DOCUMENT:
Now the debate is on how much to do on board the Arduino and how much to bring back into the PC, but first I have a much simpler task - physically connecting to the 48 way edge connector in a way I can repeatably connect and disconnect things.

I rescued a 90 degree mounting PCB version of the correct socket, and I'd thought to just solder it into a bit of Veroboard for onward wiring, but it's three rows of 16 pins on a 0.1" matrix which rather scuppers that idea. I need a "DIN 41612 48 way breakout board" - I can't see that existing, or if it does King's Ransoms will be involved.

The pins are so flimsy that direct wiring even with sleeving, won't last ten minutes! Maybe the type of perforated board with separate pads might work, but I don't have any in stock ATM !

awemawson:
OK Arduino Mega 2560 V3 ordered and amazingly there ARE DIN41612 prototype boards available at a reasonable cost - RS do them but also on eBay . OK it's twice the width needed but that doesn't matter.

The three rows of pins are accommodated but only the outer (A&C) rows are extended, the remaining B row just having isolated pads but it should work OK I think.

Another bonus - I've found some Arduino 2560 Mega code on Github that has been written to test 62256 ram chips which should prove a time saver - OK I need to tweak it as it is only doing 25% in terms of data width and address length, but the donkey work has been done  :thumbup:

mc:
I would have probably went for an Arduino Due to give some extra processing power, but a Mega will do the job.

I was going to suggest a Raspberry Pi, depending on what programming language you prefer, but having just checked, they only have a maximum of 17 GPIO pins.

awemawson:
But the Due is a 3.3 volt system that adds a further layer of complexity as the Ram card is all 5 volt TTL signal levels.

STATED EXERCISE 1: Reproduce the forum thread about connecting to the 48-way edge connector word for word.

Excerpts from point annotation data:
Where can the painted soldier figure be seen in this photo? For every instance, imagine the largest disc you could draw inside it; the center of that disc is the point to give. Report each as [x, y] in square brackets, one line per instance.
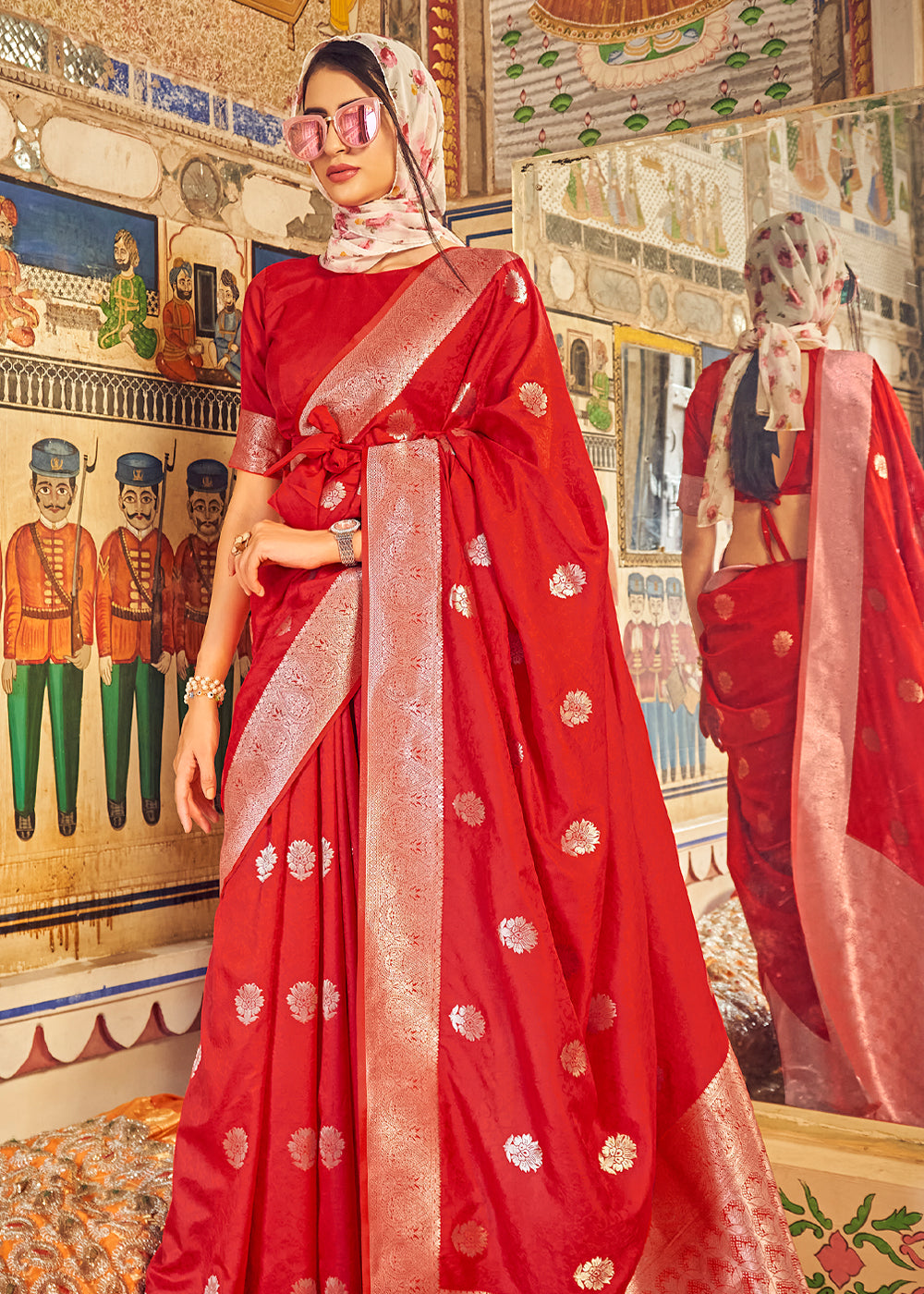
[133, 605]
[126, 307]
[180, 358]
[48, 633]
[193, 578]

STATED EXERCISE 2: Update the entries above by replacing "painted soldier figure" with "miniature soldier figure" and keeping everything else the same. Please leave the pictures out.

CORRECT RESPONSE 1:
Now the debate is on how much to do on board the Arduino and how much to bring back into the PC, but first I have a much simpler task - physically connecting to the 48 way edge connector in a way I can repeatably connect and disconnect things.

I rescued a 90 degree mounting PCB version of the correct socket, and I'd thought to just solder it into a bit of Veroboard for onward wiring, but it's three rows of 16 pins on a 0.1" matrix which rather scuppers that idea. I need a "DIN 41612 48 way breakout board" - I can't see that existing, or if it does King's Ransoms will be involved.

The pins are so flimsy that direct wiring even with sleeving, won't last ten minutes! Maybe the type of perforated board with separate pads might work, but I don't have any in stock ATM !

awemawson:
OK Arduino Mega 2560 V3 ordered and amazingly there ARE DIN41612 prototype boards available at a reasonable cost - RS do them but also on eBay . OK it's twice the width needed but that doesn't matter.

The three rows of pins are accommodated but only the outer (A&C) rows are extended, the remaining B row just having isolated pads but it should work OK I think.

Another bonus - I've found some Arduino 2560 Mega code on Github that has been written to test 62256 ram chips which should prove a time saver - OK I need to tweak it as it is only doing 25% in terms of data width and address length, but the donkey work has been done  :thumbup:

mc:
I would have probably went for an Arduino Due to give some extra processing power, but a Mega will do the job.

I was going to suggest a Raspberry Pi, depending on what programming language you prefer, but having just checked, they only have a maximum of 17 GPIO pins.

awemawson:
But the Due is a 3.3 volt system that adds a further layer of complexity as the Ram card is all 5 volt TTL signal levels.

CORRECT RESPONSE 2:
Where can the miniature soldier figure be seen in this photo? For every instance, imagine the largest disc you could draw inside it; the center of that disc is the point to give. Report each as [x, y] in square brackets, one line per instance.
[133, 605]
[126, 307]
[180, 358]
[48, 633]
[193, 578]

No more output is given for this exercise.